§ 待完成任务
请从含有“for the windshield.”的那一行起，到含有“180 169 225 184”的那一行为止（首尾两行都算在内），把这段数据重新写出，只将标注框坐标按比例缩放：每个坐标值乘以0.4，四舍五入取整（逢0.5进位），其他数字和文字一律不动。

━━ 所给材料 ━━

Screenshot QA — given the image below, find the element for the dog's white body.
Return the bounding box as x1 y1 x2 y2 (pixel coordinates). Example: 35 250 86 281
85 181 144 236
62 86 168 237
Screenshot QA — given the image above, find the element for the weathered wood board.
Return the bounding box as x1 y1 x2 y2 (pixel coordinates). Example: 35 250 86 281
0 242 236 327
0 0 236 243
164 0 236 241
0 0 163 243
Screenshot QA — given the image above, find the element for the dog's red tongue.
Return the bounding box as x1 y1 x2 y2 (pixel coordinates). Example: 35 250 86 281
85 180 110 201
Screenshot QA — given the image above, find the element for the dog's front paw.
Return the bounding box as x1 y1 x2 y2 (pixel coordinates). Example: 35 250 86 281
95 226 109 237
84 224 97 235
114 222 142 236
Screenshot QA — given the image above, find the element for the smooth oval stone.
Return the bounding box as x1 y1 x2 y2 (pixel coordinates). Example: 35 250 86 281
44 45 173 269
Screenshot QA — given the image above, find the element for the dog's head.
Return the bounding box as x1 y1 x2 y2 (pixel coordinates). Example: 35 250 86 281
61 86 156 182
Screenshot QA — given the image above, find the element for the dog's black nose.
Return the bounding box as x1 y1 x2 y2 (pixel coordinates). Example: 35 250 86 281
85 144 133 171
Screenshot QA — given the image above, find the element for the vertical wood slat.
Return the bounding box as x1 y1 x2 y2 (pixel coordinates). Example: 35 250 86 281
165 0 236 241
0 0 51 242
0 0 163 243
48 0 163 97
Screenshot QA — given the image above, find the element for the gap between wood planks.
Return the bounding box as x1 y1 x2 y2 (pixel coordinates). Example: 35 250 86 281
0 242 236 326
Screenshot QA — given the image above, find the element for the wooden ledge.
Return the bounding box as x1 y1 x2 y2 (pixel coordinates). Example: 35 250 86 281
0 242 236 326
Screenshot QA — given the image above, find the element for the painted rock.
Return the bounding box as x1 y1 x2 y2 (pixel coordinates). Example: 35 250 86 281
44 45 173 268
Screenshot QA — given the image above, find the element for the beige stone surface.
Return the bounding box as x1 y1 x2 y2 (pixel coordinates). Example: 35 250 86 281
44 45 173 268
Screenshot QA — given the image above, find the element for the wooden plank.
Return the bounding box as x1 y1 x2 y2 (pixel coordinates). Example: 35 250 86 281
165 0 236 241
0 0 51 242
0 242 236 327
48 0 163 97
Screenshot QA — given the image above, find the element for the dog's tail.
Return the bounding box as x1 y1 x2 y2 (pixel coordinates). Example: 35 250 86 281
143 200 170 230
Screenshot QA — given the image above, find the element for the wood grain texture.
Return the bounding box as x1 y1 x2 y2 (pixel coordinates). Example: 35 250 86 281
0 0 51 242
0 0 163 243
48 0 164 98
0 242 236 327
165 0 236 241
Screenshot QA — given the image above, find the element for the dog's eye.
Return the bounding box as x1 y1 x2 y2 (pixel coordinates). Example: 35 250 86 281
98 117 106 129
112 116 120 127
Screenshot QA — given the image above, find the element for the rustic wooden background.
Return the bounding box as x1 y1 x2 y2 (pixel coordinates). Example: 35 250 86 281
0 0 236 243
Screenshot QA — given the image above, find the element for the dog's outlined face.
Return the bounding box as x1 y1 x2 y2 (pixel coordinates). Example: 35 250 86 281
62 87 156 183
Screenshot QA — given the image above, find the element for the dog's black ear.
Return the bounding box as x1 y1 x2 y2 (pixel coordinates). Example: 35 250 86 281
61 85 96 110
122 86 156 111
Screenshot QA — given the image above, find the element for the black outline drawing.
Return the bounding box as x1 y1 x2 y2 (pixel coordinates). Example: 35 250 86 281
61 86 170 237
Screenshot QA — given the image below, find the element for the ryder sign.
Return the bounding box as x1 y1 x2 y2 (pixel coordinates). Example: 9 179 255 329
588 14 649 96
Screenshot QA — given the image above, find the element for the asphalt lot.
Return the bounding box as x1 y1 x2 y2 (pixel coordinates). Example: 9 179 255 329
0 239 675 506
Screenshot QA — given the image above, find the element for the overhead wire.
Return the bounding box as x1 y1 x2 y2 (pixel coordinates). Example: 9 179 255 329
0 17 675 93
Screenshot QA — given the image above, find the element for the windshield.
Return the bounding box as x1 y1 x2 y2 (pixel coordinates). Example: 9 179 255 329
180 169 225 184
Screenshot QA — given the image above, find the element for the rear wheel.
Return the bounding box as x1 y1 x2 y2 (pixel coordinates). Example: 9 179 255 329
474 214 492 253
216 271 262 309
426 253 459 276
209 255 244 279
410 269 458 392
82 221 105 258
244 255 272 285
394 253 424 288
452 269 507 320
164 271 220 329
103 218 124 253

━━━

§ 作答内容
Screenshot QA — given the image above, find the element for the windshield.
Return the bounding box as x1 y1 x2 y2 (pixel coordinates). Example: 9 179 255 329
72 68 90 74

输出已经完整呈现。